On 31 July 2017 at 19:52, Pavel Sanda <[email protected]> wrote:

> Kornel Benko wrote:
> > > It is not a demo. Only if you want to have all features like e.g.
> > > splitting PDF pages one has to buy another version. So it is the same
> as
> > > with Acrobat Reader, for the full feature set of Acrobat one has to
> pay.
>

I skimmed their manual and read the license section which says:

3. NON-COMMERCIAL USE.
You are hereby granted to use this Software for non-commercial purposes
without charge for
unlimited time on Desktop Linux.
Software can also be used for viewing and printing documents on Windows and
Mac OS X for
unlimited time without any charge.

If this is accurate, it might be useful for e.g. academic users of LyX.

Regarding licenses... the program is based on Qt, and they ship several Qt
libraries -- I just verified this after installing it on my mac.

▶ **Available data**:
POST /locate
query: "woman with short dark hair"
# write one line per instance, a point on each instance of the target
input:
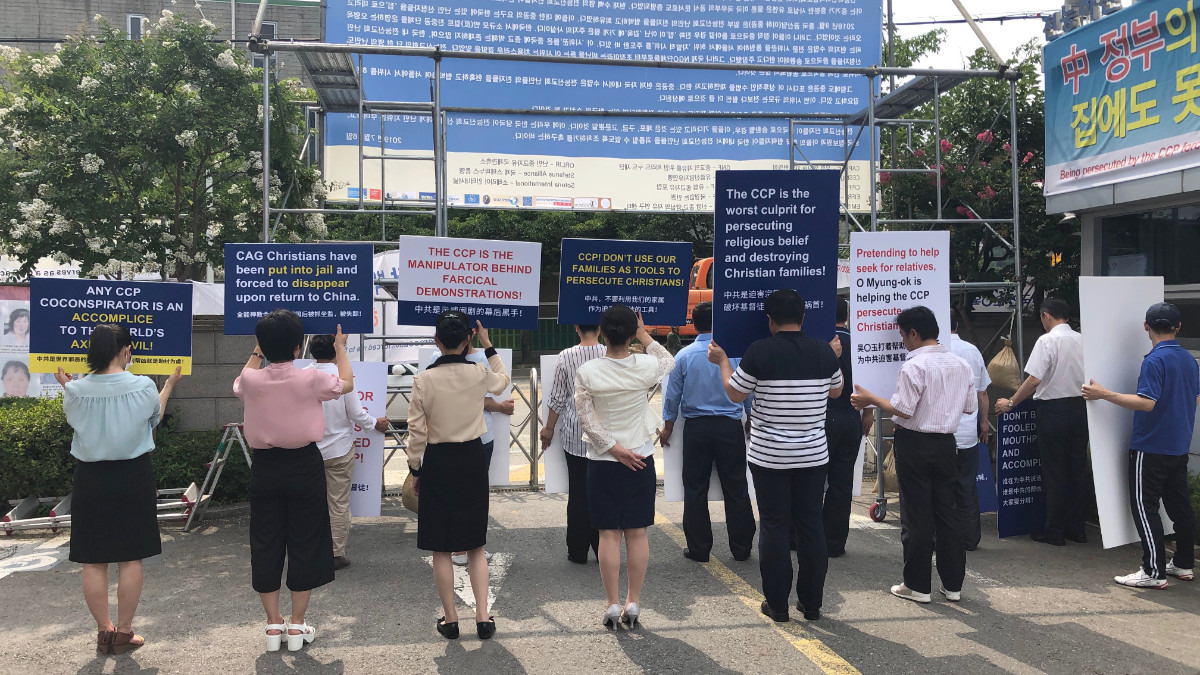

▶ **Task to carry out**: Reproduce the email reply above about the PDF program's license terms in full, without any changes.

▶ **Reply**:
On 31 July 2017 at 19:52, Pavel Sanda <[email protected]> wrote:

> Kornel Benko wrote:
> > > It is not a demo. Only if you want to have all features like e.g.
> > > splitting PDF pages one has to buy another version. So it is the same
> as
> > > with Acrobat Reader, for the full feature set of Acrobat one has to
> pay.
>

I skimmed their manual and read the license section which says:

3. NON-COMMERCIAL USE.
You are hereby granted to use this Software for non-commercial purposes
without charge for
unlimited time on Desktop Linux.
Software can also be used for viewing and printing documents on Windows and
Mac OS X for
unlimited time without any charge.

If this is accurate, it might be useful for e.g. academic users of LyX.

Regarding licenses... the program is based on Qt, and they ship several Qt
libraries -- I just verified this after installing it on my mac.